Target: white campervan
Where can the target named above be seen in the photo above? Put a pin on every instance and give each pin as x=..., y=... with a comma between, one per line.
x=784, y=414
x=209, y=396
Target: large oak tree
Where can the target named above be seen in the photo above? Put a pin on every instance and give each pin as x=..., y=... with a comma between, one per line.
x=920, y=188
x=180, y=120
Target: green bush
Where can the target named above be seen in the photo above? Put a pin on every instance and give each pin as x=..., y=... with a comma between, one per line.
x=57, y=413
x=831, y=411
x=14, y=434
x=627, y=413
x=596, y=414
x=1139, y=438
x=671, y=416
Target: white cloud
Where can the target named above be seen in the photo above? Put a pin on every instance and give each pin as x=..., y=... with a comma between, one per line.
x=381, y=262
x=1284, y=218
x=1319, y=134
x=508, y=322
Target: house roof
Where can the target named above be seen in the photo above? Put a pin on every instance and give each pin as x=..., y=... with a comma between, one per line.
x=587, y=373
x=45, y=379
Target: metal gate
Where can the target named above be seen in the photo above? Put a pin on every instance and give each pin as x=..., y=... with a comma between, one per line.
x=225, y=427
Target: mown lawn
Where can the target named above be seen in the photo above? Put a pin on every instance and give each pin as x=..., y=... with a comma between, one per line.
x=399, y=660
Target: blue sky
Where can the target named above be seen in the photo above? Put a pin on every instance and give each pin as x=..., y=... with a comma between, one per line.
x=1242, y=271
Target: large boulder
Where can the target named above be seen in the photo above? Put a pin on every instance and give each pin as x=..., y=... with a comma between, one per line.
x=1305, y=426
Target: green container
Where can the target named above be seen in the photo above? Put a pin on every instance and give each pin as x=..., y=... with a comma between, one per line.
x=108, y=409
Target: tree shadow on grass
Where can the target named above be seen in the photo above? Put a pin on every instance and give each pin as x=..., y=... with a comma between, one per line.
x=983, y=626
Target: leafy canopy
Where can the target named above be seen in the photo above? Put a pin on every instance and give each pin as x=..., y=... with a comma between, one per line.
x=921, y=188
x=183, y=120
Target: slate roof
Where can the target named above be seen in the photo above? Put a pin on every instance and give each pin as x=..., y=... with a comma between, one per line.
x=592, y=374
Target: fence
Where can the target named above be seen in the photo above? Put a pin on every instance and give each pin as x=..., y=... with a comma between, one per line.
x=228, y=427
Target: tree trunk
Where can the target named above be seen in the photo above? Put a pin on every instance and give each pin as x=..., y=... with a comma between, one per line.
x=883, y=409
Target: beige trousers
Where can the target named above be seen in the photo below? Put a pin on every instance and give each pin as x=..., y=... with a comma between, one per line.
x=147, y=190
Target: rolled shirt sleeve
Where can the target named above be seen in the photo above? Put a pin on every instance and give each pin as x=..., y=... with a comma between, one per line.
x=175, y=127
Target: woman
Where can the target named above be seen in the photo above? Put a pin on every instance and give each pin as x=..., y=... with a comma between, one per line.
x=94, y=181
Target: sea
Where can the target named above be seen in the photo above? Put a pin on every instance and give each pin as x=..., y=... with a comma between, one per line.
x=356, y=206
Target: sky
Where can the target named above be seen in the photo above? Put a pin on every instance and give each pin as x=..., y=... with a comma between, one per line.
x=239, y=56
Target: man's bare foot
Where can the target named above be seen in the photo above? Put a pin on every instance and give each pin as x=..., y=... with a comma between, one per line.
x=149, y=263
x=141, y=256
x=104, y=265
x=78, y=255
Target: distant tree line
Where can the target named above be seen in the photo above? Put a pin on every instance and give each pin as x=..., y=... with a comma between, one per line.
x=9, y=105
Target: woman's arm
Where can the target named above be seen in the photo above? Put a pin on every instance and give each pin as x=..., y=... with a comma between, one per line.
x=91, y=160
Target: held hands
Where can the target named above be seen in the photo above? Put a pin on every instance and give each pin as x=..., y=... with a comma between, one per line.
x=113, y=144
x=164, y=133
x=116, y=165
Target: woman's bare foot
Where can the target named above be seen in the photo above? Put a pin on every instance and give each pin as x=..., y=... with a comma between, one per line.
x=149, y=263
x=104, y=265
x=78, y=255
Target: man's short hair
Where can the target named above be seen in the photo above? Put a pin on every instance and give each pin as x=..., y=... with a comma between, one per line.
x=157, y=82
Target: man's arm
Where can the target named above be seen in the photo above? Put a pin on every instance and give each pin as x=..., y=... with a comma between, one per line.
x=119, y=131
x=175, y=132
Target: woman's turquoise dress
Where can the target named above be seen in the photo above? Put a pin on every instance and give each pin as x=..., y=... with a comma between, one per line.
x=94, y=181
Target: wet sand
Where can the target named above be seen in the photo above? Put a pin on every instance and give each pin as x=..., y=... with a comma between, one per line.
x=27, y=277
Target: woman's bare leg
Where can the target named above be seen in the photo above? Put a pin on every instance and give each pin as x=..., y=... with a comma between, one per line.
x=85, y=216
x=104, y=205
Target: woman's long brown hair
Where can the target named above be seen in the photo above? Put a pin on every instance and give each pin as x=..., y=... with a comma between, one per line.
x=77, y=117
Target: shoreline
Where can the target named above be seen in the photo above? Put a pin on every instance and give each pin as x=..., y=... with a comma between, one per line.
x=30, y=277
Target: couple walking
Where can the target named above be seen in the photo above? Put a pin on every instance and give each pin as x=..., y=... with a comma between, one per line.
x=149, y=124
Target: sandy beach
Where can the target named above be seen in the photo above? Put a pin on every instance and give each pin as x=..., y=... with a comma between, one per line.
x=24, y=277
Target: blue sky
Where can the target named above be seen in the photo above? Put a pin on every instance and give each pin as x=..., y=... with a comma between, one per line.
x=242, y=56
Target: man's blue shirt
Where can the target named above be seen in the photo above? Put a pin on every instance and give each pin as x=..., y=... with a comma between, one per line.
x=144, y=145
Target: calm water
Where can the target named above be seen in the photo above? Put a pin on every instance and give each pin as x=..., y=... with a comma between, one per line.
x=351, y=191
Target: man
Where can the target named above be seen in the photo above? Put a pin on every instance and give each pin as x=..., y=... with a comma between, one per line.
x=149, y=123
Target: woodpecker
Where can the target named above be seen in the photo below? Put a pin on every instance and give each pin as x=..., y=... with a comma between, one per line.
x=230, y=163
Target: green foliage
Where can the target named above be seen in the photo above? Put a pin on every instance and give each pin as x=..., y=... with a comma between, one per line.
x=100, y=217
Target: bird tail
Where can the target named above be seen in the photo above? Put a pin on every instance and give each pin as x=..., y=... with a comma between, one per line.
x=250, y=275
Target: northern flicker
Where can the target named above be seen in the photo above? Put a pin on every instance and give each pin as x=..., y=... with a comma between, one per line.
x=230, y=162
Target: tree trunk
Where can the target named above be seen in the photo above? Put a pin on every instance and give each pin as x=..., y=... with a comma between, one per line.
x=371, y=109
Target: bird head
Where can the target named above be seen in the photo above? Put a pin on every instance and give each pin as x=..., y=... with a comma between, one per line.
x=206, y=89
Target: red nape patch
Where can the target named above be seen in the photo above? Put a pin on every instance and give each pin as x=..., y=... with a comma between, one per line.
☆ ☆ ☆ ☆ ☆
Task directions: Go through the material above and return each line that holds the word "foot".

Response to the exercise:
Target: man's bare foot
Target: woman's bare foot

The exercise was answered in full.